● TEXTAUSZUG:
===============

Unzweifelhaft aber gibt es genug Leute, die gerade in einer blau-gelben Besoffenheit versinken, in der jegliche Maßstäbe abhanden kommen und die eine durchaus gefährliche Stimmung erzeugen können. Die Politik hält sich glücklicherweise weitgehend zurück; Ausnahmen wären hier so etwas wie die Forderungen zur nuklearen Abschreckung von Ruprecht Polenz, der aber nicht eben zur ersten Reihe aktiver Politiker*innen zählt. In anderen Ländern sind die Leute leider weniger zurückhaltend, ob Analysten oder Republicans wie Lindsay Graham, die schon mal eine Flugverbotszone (!) oder die Ermordung Putins durch die CIA (!!) fordern.
Anders dagegen sieht es leider im rechtsbürgerlichen Medienspektrum aus. Gerade Lübberdings eigener Arbeitgeber, der Springer-Konzern, steht da ganz vorne dabei.

===============

Gesammelte Daten:
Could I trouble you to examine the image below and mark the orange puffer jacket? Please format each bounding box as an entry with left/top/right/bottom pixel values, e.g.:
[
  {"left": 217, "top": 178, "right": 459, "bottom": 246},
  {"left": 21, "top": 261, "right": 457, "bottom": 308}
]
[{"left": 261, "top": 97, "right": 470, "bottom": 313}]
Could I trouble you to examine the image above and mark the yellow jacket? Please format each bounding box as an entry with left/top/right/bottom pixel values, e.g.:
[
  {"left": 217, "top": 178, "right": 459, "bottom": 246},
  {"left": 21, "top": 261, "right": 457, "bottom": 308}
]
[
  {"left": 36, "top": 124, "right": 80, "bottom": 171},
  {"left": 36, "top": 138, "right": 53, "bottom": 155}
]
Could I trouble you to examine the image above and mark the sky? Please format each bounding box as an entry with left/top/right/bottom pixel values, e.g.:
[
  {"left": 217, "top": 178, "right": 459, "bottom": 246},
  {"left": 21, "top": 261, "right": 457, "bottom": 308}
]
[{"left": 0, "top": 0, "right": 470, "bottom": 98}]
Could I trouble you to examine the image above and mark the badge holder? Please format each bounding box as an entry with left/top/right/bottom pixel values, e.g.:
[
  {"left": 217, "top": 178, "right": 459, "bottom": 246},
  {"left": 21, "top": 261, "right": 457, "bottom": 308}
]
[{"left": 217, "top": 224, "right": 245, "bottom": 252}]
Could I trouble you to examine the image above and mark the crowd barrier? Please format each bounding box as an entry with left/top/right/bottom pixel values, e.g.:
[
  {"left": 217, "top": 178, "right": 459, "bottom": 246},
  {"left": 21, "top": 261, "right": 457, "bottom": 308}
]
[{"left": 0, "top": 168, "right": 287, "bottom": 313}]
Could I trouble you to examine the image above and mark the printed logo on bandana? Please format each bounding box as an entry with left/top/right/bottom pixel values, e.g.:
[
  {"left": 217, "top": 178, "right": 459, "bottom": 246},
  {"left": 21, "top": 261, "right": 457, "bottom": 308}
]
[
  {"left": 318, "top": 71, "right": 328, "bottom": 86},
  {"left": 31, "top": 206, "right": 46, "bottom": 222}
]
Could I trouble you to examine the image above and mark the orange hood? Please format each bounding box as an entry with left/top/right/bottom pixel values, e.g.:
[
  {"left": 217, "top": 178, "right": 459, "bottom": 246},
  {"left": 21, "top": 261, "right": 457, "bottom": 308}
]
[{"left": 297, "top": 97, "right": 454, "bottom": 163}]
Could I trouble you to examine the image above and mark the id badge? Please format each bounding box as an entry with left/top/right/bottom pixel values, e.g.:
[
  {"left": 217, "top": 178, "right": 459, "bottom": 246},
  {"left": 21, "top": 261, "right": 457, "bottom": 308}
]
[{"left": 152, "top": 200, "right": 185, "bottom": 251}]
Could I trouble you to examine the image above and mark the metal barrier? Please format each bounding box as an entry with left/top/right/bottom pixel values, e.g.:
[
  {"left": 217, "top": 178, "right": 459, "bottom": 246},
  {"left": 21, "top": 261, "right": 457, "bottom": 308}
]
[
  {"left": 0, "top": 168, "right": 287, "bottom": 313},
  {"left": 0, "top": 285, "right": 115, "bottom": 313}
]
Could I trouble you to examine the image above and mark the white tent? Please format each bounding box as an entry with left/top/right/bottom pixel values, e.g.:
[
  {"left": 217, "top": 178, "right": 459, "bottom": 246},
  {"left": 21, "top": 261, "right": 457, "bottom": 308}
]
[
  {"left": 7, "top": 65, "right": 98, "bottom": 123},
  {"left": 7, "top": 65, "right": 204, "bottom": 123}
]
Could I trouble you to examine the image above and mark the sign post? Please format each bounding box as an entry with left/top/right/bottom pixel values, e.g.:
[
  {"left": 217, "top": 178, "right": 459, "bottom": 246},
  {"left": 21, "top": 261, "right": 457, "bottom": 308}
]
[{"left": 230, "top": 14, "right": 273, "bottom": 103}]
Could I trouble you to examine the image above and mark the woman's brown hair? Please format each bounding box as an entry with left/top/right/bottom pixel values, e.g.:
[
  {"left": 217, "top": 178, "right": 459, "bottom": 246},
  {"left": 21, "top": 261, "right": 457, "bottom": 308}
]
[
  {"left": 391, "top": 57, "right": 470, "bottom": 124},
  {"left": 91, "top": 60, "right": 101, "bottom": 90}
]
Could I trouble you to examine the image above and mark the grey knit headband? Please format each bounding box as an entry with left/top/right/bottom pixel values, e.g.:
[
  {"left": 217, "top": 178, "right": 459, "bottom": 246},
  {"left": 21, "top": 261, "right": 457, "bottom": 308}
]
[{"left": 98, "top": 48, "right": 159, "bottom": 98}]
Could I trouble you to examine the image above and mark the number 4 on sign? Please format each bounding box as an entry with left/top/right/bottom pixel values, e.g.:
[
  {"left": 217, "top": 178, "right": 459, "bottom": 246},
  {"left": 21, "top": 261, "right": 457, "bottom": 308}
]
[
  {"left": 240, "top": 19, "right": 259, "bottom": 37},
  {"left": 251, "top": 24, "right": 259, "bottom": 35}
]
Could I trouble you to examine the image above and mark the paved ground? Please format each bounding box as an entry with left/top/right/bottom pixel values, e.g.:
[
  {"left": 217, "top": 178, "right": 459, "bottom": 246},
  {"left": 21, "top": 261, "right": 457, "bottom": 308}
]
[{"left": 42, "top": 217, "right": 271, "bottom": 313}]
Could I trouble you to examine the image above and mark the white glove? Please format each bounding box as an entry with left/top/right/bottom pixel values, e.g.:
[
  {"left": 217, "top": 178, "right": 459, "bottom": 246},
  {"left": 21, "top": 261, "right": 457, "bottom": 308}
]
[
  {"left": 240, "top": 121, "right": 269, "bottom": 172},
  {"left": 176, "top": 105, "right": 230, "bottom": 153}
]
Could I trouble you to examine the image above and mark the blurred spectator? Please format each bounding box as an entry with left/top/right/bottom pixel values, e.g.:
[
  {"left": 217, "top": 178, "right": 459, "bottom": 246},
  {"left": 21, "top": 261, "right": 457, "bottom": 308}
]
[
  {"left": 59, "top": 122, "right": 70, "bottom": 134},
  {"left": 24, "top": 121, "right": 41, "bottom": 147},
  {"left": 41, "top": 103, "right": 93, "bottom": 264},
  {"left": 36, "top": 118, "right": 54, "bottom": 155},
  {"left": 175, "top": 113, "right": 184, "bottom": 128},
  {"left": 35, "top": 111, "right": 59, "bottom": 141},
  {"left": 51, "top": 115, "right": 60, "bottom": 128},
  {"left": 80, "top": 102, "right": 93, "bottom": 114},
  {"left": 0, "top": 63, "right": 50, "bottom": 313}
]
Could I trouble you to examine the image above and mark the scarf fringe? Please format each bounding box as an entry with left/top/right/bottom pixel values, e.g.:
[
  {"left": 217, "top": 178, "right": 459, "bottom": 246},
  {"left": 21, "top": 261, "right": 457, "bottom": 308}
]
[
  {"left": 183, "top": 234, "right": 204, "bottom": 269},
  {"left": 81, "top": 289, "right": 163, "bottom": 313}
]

===============

● ZU BEARBEITENDE AUFGABEN:
(1) Wie lässt sich der Absatz, der mit „Unzweifelhaft aber gibt es“ beginnt, im Textauszug über die gefährliche Stimmung kürzer als Liste fassen, ohne seine wichtigsten Fakten zu verlieren?
(2) Führe den Textauszug über die gefährliche Stimmung nach dem Satz über den Springer-Konzern fort.

● LÖSUNGEN:
(1)
- Viele Leute versinken gerade in einer blau-gelben Besoffenheit, verlieren jegliche Maßstäbe und können eine gefährliche Stimmung erzeugen.
- Die Politik hält sich weitgehend zurück. Eine Ausnahme sind die Forderungen zur nuklearen Abschreckung von Ruprecht Polenz, der allerdings nicht zur ersten Reihe aktiver Politiker*innen zählt.
- In anderen Ländern sind Analysten oder Republicans wie Lindsay Graham weniger zurückhaltend: Sie fordern etwa eine Flugverbotszone oder die Ermordung Putins durch die CIA.

(2)
So etwa Matthias Döpfner. Der Konzernchef persönlich fordert in einem BILD-Leitartikel den Einmarsch der NATO in Kiew. Soldaten des Bündnisses sollen die Stadt gegen anrückende russische Truppen verteidigen. Das ist eine Narretei, die ihresgleichen sucht, bei der sogar die NZZ Schnappatmung bekommt. Der Hausberichterstatter von der Front, BILD-Reporter Julian Röpcke, entschuldigt schon mal vorab Kriegsverbrechen: "jeder sollte sich fragen, was er in so einer Situation machen würde". Dieses Imaginieren in die Rolle (natürlich männlicher) Widerstandskämpfer gegen die Horden aus dem Osten ist dabei kein Prärogativ der Springer-Leute, sondern geistert durch die kompletten sozialen Netzwerke. Der falsch verstandene Überschwung reicht auch gerne soweit wie im Falle von Stern-Redakteuren, die zu Straftaten aufrufen, natürlich alles im Geiste der guten Sache. Als wäre digitale Sabotage russischer Server dasselbe wie die Blockade eines Castortransports in Deutschland.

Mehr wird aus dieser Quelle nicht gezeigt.